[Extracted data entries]
= = = =
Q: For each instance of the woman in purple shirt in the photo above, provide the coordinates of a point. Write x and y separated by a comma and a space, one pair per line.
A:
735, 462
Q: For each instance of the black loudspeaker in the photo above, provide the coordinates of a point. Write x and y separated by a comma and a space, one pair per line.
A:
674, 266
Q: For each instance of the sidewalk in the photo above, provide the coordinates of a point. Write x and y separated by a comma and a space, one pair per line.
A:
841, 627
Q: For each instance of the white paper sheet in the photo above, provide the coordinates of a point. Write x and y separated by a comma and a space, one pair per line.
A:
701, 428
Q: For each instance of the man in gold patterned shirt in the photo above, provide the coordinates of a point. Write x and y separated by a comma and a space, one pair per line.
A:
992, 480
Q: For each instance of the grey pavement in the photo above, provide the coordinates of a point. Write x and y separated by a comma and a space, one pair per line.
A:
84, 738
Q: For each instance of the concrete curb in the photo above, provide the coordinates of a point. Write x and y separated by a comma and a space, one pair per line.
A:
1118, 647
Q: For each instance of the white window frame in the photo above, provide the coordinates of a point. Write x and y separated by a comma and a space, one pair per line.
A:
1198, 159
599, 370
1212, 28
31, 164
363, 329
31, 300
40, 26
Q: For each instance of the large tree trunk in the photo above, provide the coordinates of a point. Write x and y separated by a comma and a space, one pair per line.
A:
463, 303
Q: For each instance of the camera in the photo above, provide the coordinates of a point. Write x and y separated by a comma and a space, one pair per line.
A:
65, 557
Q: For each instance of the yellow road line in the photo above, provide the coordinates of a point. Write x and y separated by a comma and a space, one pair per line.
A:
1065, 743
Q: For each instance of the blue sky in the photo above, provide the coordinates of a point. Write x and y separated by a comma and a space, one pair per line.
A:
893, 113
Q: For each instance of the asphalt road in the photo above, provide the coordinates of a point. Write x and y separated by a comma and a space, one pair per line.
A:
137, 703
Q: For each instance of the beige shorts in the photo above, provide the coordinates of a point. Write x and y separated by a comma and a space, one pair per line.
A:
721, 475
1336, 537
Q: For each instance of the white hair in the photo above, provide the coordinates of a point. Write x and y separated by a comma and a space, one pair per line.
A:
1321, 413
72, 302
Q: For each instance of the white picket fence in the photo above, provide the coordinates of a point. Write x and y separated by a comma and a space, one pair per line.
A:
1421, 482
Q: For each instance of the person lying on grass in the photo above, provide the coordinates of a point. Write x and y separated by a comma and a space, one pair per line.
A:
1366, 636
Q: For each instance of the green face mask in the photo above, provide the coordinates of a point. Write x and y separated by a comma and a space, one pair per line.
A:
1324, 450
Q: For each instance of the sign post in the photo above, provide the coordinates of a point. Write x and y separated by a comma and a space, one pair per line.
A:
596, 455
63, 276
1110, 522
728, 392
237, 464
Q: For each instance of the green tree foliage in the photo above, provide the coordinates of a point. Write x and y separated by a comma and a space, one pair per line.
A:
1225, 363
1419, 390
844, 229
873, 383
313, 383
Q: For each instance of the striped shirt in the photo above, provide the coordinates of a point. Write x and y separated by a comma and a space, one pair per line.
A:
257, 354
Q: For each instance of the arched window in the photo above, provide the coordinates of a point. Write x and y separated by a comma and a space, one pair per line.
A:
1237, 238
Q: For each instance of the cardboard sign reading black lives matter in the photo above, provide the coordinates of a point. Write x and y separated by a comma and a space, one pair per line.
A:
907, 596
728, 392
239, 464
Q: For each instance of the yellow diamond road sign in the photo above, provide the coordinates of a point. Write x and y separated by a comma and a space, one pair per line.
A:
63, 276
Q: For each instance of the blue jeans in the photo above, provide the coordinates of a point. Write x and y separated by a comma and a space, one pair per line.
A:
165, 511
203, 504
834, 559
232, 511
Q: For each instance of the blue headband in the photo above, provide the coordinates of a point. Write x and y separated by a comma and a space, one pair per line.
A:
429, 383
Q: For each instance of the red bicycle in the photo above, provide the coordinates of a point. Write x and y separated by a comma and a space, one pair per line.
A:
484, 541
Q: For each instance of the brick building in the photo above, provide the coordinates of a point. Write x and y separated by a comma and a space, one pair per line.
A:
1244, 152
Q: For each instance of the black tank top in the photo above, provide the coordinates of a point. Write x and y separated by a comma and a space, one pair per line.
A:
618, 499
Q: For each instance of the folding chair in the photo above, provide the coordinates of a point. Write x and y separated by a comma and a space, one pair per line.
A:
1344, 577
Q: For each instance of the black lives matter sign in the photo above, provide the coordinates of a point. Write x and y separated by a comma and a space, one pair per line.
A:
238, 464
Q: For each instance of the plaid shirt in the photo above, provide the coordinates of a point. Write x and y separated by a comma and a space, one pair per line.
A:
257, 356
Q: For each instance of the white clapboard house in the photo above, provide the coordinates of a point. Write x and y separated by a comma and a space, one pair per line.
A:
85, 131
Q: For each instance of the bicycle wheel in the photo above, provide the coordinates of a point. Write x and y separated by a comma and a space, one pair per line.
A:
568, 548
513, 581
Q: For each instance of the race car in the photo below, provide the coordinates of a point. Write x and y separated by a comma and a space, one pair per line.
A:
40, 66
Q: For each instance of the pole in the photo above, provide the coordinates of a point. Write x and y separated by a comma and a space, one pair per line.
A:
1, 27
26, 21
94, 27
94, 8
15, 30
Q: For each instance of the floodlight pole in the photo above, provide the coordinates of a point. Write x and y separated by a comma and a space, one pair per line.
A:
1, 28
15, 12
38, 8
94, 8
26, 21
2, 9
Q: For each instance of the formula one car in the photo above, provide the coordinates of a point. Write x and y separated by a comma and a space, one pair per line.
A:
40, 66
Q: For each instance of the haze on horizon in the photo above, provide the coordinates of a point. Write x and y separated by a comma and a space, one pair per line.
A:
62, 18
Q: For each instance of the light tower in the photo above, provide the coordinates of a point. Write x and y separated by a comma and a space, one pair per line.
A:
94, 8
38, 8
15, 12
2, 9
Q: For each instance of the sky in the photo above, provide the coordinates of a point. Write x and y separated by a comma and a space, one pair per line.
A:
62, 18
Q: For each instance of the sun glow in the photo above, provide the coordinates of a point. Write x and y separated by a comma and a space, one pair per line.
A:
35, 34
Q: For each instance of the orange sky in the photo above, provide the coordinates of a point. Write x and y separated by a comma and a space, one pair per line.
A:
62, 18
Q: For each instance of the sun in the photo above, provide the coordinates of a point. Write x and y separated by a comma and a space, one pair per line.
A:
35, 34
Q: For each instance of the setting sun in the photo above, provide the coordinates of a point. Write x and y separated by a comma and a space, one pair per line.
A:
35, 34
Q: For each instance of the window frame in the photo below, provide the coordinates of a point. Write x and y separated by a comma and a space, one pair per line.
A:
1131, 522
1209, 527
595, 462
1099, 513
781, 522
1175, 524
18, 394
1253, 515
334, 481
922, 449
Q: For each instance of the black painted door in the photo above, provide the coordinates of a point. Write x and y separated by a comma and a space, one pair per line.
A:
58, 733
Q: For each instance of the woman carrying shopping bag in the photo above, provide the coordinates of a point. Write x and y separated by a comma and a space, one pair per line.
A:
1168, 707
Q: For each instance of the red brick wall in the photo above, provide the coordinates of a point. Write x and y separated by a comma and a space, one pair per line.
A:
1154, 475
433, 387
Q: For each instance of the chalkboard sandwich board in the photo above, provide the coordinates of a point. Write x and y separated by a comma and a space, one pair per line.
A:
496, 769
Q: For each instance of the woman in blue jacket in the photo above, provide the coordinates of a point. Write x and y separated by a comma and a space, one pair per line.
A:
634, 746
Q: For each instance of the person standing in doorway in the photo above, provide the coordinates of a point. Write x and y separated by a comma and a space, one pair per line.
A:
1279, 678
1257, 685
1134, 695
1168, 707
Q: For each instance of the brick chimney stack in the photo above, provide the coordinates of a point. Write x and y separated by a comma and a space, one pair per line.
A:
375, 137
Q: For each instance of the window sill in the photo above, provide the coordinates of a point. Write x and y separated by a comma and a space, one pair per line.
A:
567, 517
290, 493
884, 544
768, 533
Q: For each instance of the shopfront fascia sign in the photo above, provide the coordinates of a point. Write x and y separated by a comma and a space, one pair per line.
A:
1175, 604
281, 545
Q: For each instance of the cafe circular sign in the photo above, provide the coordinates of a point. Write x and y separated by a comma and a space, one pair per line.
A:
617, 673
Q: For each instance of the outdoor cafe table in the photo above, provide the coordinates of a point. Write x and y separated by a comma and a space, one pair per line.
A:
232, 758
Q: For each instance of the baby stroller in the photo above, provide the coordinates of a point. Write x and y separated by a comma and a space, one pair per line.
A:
= = = =
Using the entries above, copy out all lines that contain the string "pole".

Q: For each instance of the pole in the photo above, provide the coordinates of a point. Write x and y separated by a comma and a space, one pair per line.
Q: For each instance of the floodlight pole in the photo above, provide the coordinates of a point. Write x and y separated by a comma and a space, one pair per line.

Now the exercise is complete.